=== PROMPT 1 ===
Put the stretch of the listing below from the line containing "Would you be able to locate the wooden crate slat" through its last line, both included, into a Markdown table with columns headed Row and Line. Leave out blank lines.

* start PASSAGE *

User Guide

Visualization

Concepts

IT Operations Analytics is a popular method that allows to gather various types of data from an IT infrastructure and analyse them according to some user-defined metrics, with the primary purposes to recognise patterns and behaviours. The outcome allows IT managers to prevent bottleneck, optimise and plan improvements to the infrastructure.

The ITOA Module

As its name implies, the purpose of NetEye’s ITOA module is the practice of gathering, processing, and analysing the full spectrum of operational data, ranging from raw data to technical details about your IT infrastructure and to guide decisions, understand resource utilization and predict potential issues.

NetEye’s ITOA module provides the tools to quickly develop from operational data to solutions for bottlenecks and improve performance and throughput. To accomplish these purposes, NetEye’s ITOA module allows to collect, aggregate, and compute data from network interfaces, applications, and systems, then analyse them and finally to present them in a visual form, typically dashboards like the one shown in Fig. 147.

The ITOA module is built around the following software:

  • InfluxDB, a time series database, used to store the data gathered

  • Grafana, a web application for analytics and visualisation of data, used to display the data in form of dashboards

  • Telegraf, an agent to collect, process, and write metrics to InfluxDB

  • NATS, a message broker used in distributed systems, which is used to forward data collected from publishers (usually NetEye satellites) to subscribers (the NetEye node that collects data)

  • Icinga2, while interacting with several NetEye components, in this case is considered for its ability to write to InfluxDB performance data (perfdata) and numerical datapoints, gathered from the checks that it executes

Besides the above-mentioned software, actors involved in ITOA are: Users with roles, Data sources, Rows, Panels, and Dashboards.

While there is a large number of actors, their interaction is straightforward and can be envisioned as follows: Icinga and Telegraf pick up data about network traffic, applications, NetEye, and the system, from the system itself (either single node or cluster), its satellites, agents, and send them–directly or using NATS–to InfluxDB. Users with appropriate privileges can build queries using either InfluxQL or Flux to pull data from InfluxDB and create Panels to be arranged within a Dashboard. The final result of this process is a Dashboard similar to the one shown in Fig. 147.

* end PASSAGE *

=== PROMPT 2 ===
Translate this sentence from the ITOA module guide above into Spanish: "Users with appropriate privileges can build queries using either InfluxQL or Flux to pull data from InfluxDB and create Panels to be arranged within a Dashboard."

* start INPUT *

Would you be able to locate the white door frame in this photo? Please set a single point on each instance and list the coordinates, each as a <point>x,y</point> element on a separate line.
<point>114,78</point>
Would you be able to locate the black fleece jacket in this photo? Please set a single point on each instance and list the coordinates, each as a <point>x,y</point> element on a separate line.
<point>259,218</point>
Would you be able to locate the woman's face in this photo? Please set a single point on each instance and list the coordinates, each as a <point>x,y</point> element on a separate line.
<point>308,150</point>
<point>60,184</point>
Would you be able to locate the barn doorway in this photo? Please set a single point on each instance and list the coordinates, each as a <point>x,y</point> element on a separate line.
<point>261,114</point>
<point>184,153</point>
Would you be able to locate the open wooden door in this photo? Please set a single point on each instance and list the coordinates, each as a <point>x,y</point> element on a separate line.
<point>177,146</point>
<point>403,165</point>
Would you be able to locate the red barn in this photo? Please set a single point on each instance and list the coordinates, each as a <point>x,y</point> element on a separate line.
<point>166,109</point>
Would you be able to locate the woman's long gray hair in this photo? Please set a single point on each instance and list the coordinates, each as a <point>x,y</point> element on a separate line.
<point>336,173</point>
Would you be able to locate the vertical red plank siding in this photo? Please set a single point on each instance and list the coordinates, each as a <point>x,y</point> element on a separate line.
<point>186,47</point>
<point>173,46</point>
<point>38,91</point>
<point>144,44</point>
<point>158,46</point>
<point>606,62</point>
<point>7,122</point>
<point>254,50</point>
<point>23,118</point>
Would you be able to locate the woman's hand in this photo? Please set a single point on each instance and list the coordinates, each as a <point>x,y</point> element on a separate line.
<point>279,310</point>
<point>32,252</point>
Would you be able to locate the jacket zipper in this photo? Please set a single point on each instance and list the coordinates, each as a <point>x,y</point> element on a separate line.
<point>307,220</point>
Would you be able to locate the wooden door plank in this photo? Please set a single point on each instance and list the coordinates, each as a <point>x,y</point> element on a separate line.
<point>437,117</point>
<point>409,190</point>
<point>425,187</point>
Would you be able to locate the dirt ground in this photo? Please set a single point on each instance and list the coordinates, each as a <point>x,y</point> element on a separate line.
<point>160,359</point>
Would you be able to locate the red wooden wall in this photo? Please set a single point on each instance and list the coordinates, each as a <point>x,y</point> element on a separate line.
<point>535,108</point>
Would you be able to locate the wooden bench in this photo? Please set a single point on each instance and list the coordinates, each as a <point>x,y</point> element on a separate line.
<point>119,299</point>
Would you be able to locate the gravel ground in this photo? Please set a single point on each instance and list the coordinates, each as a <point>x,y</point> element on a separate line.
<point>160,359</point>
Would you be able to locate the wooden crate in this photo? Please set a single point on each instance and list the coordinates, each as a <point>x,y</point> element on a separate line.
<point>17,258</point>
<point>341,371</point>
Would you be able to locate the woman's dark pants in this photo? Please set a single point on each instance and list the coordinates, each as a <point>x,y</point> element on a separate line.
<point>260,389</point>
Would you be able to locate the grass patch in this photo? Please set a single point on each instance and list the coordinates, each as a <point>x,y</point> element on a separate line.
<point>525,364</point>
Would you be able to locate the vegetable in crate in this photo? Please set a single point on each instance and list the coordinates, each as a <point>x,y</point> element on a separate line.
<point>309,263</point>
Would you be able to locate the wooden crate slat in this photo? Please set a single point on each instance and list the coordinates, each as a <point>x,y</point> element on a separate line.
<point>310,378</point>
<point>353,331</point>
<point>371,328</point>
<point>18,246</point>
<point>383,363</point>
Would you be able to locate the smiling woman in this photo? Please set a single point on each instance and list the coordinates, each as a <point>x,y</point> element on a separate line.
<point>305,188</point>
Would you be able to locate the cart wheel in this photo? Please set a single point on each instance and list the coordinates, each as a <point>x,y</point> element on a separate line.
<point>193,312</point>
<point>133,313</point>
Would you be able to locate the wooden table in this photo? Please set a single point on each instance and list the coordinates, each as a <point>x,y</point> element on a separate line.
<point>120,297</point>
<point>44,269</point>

* end INPUT *

=== REPLY 1 ===
| Row | Line |
|---|---|
| 1 | Would you be able to locate the wooden crate slat in this photo? Please set a single point on each instance and list the coordinates, each as a <point>x,y</point> element on a separate line. |
| 2 | <point>310,378</point> |
| 3 | <point>353,331</point> |
| 4 | <point>371,328</point> |
| 5 | <point>18,246</point> |
| 6 | <point>383,363</point> |
| 7 | Would you be able to locate the smiling woman in this photo? Please set a single point on each instance and list the coordinates, each as a <point>x,y</point> element on a separate line. |
| 8 | <point>305,188</point> |
| 9 | Would you be able to locate the cart wheel in this photo? Please set a single point on each instance and list the coordinates, each as a <point>x,y</point> element on a separate line. |
| 10 | <point>193,312</point> |
| 11 | <point>133,313</point> |
| 12 | Would you be able to locate the wooden table in this photo? Please set a single point on each instance and list the coordinates, each as a <point>x,y</point> element on a separate line. |
| 13 | <point>120,297</point> |
| 14 | <point>44,269</point> |

=== REPLY 2 ===
Los usuarios con los privilegios adecuados pueden elaborar consultas con InfluxQL o con Flux para extraer datos de InfluxDB y crear Panels que se dispondrán dentro de un Dashboard.